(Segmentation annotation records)
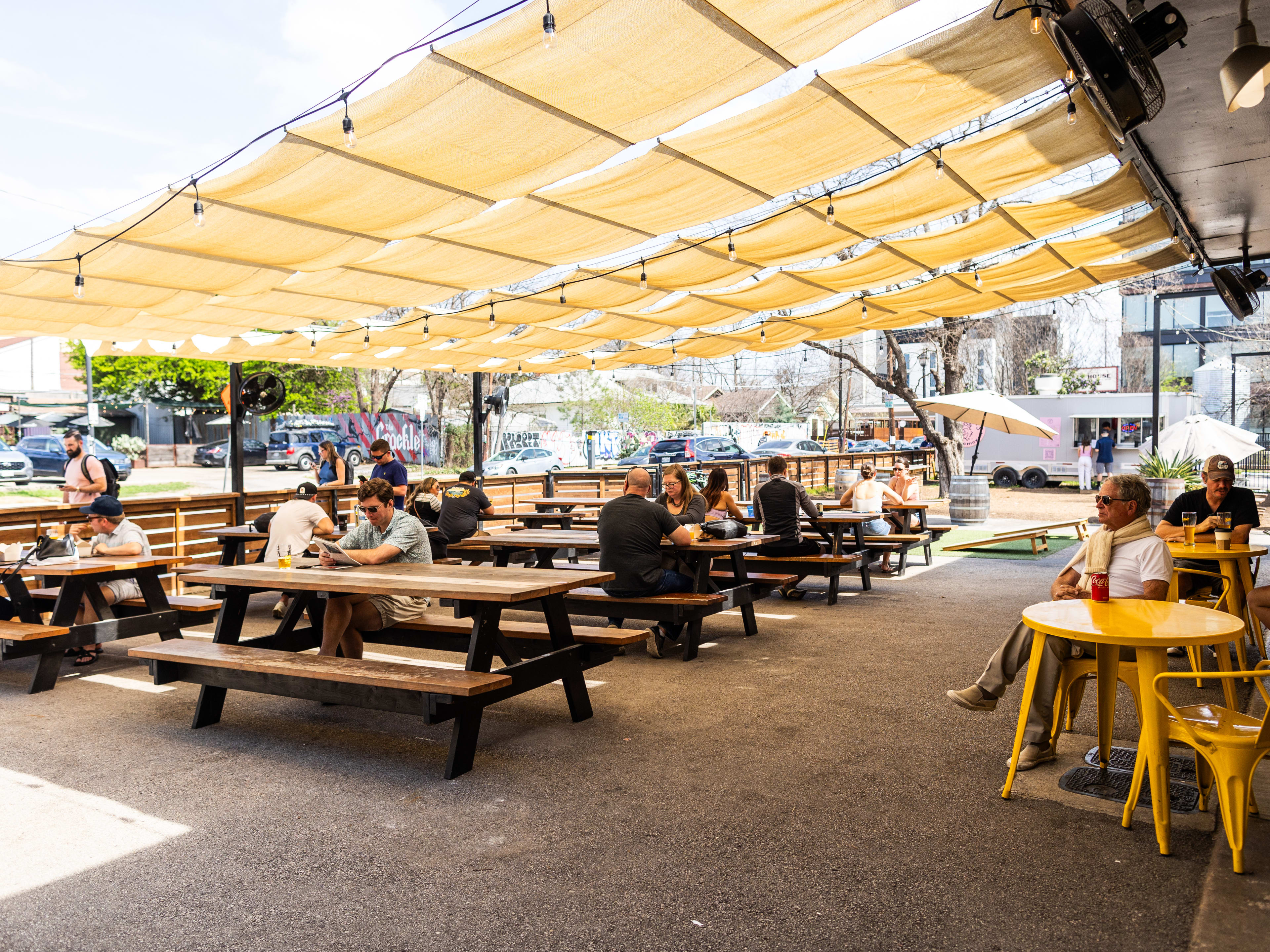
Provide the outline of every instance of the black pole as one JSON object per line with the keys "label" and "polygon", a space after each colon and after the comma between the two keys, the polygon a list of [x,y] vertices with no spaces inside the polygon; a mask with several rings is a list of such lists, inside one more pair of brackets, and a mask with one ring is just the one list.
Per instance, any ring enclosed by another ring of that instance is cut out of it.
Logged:
{"label": "black pole", "polygon": [[481,433],[483,423],[481,413],[484,407],[484,400],[480,392],[480,373],[472,374],[472,472],[476,473],[479,480],[485,472],[485,453],[484,446],[481,443],[484,434]]}
{"label": "black pole", "polygon": [[1154,298],[1153,340],[1151,345],[1151,448],[1160,452],[1160,298]]}
{"label": "black pole", "polygon": [[[246,486],[243,479],[243,364],[230,364],[230,491],[234,499],[234,524],[246,522]],[[239,547],[241,555],[243,547]]]}
{"label": "black pole", "polygon": [[970,472],[966,476],[974,476],[974,465],[979,462],[979,447],[983,446],[983,425],[988,421],[988,411],[983,411],[983,419],[979,420],[979,438],[974,440],[974,456],[970,457]]}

*THE TASK*. Copy every row above word for word, leaving out the pictures.

*COMPLETED EXERCISE*.
Provide the outline of every instance of the black pole as one JSON object per line with the keys "label" and "polygon", a space after each colon and after the comma between the two keys, the polygon a list of [x,y] vertices with no spaces inside the polygon; a mask with several rings is a list of such lists, inside one more pair of brackets, and a mask with one ring is just the one list.
Per instance, any ring enclosed by another ring of that instance is cut out of it.
Logged:
{"label": "black pole", "polygon": [[481,433],[483,423],[481,413],[484,407],[484,400],[480,392],[480,373],[472,374],[472,472],[476,473],[479,480],[485,472],[485,453],[484,446],[481,443],[484,434]]}
{"label": "black pole", "polygon": [[1154,298],[1153,340],[1151,345],[1151,448],[1160,452],[1160,298]]}
{"label": "black pole", "polygon": [[[246,486],[243,479],[243,364],[230,364],[230,491],[234,499],[234,524],[246,522]],[[239,547],[241,555],[243,547]]]}
{"label": "black pole", "polygon": [[970,472],[966,476],[974,476],[974,465],[979,462],[979,447],[983,446],[983,425],[988,421],[988,411],[983,411],[983,419],[979,420],[979,438],[974,440],[974,456],[970,457]]}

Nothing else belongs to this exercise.